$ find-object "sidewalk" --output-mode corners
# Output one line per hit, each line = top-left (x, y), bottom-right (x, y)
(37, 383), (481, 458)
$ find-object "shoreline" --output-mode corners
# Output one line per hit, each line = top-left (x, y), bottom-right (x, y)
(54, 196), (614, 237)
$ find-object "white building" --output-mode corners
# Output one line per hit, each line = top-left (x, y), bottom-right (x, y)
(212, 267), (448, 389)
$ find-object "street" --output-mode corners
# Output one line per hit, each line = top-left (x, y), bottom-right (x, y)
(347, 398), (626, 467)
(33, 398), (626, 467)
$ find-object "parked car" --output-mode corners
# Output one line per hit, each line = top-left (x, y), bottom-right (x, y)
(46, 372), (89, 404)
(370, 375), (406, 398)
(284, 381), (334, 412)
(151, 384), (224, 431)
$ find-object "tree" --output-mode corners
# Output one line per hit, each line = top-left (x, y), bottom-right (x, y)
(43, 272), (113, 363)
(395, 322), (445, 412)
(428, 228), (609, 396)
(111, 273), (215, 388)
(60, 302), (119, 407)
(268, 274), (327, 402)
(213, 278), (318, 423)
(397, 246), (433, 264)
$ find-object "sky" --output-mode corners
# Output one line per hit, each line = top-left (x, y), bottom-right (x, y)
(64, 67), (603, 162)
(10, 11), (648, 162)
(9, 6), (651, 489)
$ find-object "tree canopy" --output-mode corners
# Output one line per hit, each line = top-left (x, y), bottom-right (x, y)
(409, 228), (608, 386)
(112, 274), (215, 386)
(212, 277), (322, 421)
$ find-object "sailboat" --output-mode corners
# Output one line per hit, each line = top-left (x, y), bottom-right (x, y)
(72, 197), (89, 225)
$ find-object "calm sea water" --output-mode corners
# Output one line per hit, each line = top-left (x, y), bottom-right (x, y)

_EXERCISE GOAL_
Send back every record, precisely as written.

_SOLUTION FOR THIS EXERCISE_
$ find-object "sidewalk" --output-mode corners
# Output one line per hit, each line = top-left (x, y), bottom-right (x, y)
(37, 383), (481, 458)
$ find-object "shoreline" --output-mode corners
# Output one line per hit, each line = top-left (x, y), bottom-right (x, y)
(54, 196), (614, 237)
$ find-object "white building" --output-mode corners
# Output one line per hit, each line = top-left (x, y), bottom-right (x, y)
(212, 267), (448, 389)
$ find-object "street" --output-mode corners
# Output one line per hit, each line = top-left (x, y), bottom-right (x, y)
(347, 398), (626, 467)
(33, 398), (626, 467)
$ find-object "parked car" --output-mode corners
# Output one line per hit, each line = top-left (x, y), bottom-right (x, y)
(46, 372), (89, 404)
(370, 375), (406, 398)
(284, 381), (334, 412)
(151, 384), (224, 431)
$ find-object "tree" --output-mode corners
# Output one line per hit, each line = top-left (x, y), bottom-right (x, y)
(43, 272), (113, 363)
(395, 322), (445, 412)
(428, 228), (609, 396)
(111, 273), (215, 388)
(60, 302), (119, 407)
(268, 274), (327, 402)
(213, 278), (318, 423)
(397, 246), (433, 264)
$ find-object "sky" --output-mode corners
# Output one line per hit, each line = top-left (x, y), bottom-right (x, y)
(64, 67), (603, 162)
(10, 11), (648, 162)
(9, 6), (651, 489)
$ find-object "tree canopy" --output-mode corners
# Output one line per hit, each line = top-left (x, y), bottom-right (x, y)
(409, 228), (608, 386)
(112, 274), (215, 386)
(212, 277), (322, 421)
$ find-object "sailboat" --output-mode corners
# Output one line per hit, each line = top-left (x, y), bottom-right (x, y)
(72, 197), (89, 225)
$ find-object "calm sea water" --output-mode corners
# Output one line per hit, each line = top-left (x, y), bottom-right (x, y)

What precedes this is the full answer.